Stored data »

* BEGIN *

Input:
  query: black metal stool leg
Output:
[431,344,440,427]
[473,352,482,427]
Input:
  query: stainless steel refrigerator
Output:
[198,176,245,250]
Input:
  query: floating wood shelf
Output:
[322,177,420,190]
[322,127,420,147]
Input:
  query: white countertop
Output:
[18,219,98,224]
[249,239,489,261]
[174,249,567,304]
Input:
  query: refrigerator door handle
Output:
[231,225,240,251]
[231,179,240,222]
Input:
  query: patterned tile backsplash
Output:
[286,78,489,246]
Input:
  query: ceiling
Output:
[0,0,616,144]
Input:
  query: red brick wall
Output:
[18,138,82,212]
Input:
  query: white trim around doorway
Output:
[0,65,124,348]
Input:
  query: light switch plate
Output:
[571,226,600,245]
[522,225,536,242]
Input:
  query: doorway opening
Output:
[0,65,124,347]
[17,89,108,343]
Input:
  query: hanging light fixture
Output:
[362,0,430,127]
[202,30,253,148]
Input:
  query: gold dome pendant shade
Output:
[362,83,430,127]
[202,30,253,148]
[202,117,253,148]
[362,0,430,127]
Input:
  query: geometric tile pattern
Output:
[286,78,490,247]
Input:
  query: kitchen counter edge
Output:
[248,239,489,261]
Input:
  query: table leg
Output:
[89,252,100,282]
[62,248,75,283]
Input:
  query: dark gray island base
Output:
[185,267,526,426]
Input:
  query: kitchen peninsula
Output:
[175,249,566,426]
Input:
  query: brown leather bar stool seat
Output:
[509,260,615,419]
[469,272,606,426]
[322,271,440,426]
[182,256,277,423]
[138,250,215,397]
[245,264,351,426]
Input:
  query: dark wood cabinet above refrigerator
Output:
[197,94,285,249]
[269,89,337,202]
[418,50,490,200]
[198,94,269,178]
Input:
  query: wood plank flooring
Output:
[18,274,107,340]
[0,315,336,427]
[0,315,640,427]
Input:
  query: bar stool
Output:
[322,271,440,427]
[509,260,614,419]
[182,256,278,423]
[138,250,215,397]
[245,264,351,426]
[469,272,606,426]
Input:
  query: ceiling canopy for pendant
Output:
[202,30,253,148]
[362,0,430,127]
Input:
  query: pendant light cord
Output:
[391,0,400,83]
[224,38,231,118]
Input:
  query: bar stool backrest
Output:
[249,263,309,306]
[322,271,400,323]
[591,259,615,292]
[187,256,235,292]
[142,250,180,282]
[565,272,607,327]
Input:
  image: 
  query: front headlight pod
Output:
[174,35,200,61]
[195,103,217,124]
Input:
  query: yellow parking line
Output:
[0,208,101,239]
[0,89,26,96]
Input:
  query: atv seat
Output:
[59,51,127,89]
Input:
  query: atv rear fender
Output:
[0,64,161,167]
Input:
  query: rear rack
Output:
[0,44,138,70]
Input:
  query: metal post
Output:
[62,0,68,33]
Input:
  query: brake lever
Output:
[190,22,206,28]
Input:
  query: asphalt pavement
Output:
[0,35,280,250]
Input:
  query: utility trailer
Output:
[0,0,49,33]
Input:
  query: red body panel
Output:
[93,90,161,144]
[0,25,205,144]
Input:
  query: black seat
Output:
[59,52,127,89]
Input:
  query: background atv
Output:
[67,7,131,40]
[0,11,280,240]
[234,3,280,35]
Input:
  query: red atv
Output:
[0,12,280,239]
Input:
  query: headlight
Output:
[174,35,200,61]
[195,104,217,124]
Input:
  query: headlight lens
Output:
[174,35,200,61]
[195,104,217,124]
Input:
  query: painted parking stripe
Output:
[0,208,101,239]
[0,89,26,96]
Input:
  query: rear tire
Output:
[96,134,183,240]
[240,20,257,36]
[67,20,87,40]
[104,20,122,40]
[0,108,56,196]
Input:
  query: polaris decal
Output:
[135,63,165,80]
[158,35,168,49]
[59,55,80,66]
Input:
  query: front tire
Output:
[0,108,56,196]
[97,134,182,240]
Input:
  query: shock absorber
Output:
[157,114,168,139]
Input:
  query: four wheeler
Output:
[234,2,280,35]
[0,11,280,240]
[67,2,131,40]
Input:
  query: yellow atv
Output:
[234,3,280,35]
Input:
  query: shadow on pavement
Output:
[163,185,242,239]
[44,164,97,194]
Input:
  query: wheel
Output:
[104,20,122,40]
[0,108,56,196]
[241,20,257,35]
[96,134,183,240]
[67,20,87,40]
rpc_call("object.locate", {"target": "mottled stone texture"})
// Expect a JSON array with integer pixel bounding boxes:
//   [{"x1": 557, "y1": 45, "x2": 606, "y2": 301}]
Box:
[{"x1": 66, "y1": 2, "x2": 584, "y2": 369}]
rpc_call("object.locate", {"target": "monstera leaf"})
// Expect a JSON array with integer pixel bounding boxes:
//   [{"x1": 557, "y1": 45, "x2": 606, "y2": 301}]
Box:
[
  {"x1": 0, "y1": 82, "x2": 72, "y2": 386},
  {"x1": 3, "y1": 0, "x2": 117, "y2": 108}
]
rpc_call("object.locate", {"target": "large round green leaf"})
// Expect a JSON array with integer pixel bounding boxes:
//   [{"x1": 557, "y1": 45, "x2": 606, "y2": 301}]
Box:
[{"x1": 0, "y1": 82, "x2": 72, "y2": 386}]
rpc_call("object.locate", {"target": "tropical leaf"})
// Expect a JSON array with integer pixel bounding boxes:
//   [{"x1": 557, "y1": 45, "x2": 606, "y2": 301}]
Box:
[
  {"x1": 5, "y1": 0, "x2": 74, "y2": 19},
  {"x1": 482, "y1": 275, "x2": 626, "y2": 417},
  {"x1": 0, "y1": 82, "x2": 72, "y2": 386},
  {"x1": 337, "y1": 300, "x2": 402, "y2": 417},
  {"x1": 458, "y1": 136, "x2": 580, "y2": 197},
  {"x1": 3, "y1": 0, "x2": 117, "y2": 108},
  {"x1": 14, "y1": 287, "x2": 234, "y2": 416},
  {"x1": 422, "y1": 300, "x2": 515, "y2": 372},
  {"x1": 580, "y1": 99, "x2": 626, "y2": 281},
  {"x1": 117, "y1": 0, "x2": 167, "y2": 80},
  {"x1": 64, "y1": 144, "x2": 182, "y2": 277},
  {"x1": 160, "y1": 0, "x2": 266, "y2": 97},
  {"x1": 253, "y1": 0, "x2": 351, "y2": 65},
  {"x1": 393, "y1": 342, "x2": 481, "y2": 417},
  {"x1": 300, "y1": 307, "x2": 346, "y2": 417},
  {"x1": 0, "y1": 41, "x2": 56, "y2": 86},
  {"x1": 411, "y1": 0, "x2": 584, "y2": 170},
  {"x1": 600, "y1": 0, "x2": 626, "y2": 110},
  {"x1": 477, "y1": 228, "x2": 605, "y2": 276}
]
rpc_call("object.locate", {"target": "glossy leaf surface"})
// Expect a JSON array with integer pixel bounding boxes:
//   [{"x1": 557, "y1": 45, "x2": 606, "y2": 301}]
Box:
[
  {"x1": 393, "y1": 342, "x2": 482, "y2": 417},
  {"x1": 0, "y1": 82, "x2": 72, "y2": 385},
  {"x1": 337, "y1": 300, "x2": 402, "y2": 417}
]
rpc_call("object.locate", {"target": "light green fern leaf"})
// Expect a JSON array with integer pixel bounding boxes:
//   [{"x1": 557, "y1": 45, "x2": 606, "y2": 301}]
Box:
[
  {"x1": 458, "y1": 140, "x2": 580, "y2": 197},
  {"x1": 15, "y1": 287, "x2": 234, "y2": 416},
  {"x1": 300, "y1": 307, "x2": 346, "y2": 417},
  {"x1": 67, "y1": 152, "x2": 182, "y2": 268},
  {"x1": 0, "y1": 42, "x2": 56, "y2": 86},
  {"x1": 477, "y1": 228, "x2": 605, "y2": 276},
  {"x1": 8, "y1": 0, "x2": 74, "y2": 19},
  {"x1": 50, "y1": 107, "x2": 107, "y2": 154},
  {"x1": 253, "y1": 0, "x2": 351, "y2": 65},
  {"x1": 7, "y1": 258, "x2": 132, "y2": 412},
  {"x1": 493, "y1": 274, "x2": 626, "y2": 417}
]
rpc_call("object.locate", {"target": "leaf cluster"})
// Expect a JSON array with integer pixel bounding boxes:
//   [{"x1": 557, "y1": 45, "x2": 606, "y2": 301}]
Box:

* END *

Rewrite the data from its start through the line containing "[224,38,231,118]", replacing "refrigerator" with "fridge" and leaving everything else unchanged.

Solution for this problem »
Input:
  query: black metal stool leg
Output:
[431,344,440,427]
[473,352,482,427]
Input:
  query: stainless steel fridge
Output:
[198,176,245,250]
Input:
  query: floating wood shelf
Output:
[322,177,420,190]
[322,127,420,147]
Input:
  query: white countertop
Output:
[18,219,98,224]
[249,239,489,261]
[174,249,567,304]
Input:
  query: fridge door handle
Output:
[231,225,240,251]
[231,179,240,222]
Input:
  query: patterned tile backsplash
Output:
[286,78,489,246]
Input:
  query: ceiling
Output:
[0,0,616,144]
Input:
  query: red brick wall
Output:
[18,138,82,212]
Input:
  query: white trim around doorway
Output:
[0,65,124,348]
Input:
  query: light switch plate
Output:
[571,226,600,245]
[522,225,536,242]
Input:
  query: doorway opening
Output:
[0,65,124,347]
[17,89,108,343]
Input:
  query: hanging light fixture
Output:
[362,0,430,127]
[202,30,253,148]
Input:
  query: gold dome pendant shade
Output:
[362,83,430,127]
[202,30,253,148]
[202,117,253,148]
[362,0,430,127]
Input:
  query: geometric tile pattern
Output:
[286,78,490,247]
Input:
  query: kitchen counter edge
Output:
[248,239,489,261]
Input:
  query: table leg
Output:
[89,252,100,282]
[62,248,75,283]
Input:
  query: dark gray island base
Output:
[185,267,526,426]
Input:
  query: kitchen peninsula
Output:
[175,249,566,426]
Input:
  query: brown leather bar stool seat
Output:
[509,260,615,419]
[469,272,606,426]
[322,271,440,426]
[182,256,277,423]
[138,250,215,397]
[245,264,351,426]
Input:
  query: dark wood cabinet above fridge
Output:
[197,94,285,249]
[269,89,337,202]
[418,50,490,200]
[198,94,269,178]
Input:
  query: wood plank flooring
Output:
[18,274,107,340]
[0,315,336,427]
[0,315,640,427]
Input:
  query: bar stool
Output:
[322,271,440,427]
[509,260,614,419]
[182,256,278,423]
[138,250,215,397]
[245,264,351,426]
[469,272,606,426]
Input:
  query: ceiling canopy for pendant
Output:
[202,30,253,148]
[362,0,430,127]
Input:
  query: pendant light cord
Output:
[391,0,400,83]
[224,38,231,118]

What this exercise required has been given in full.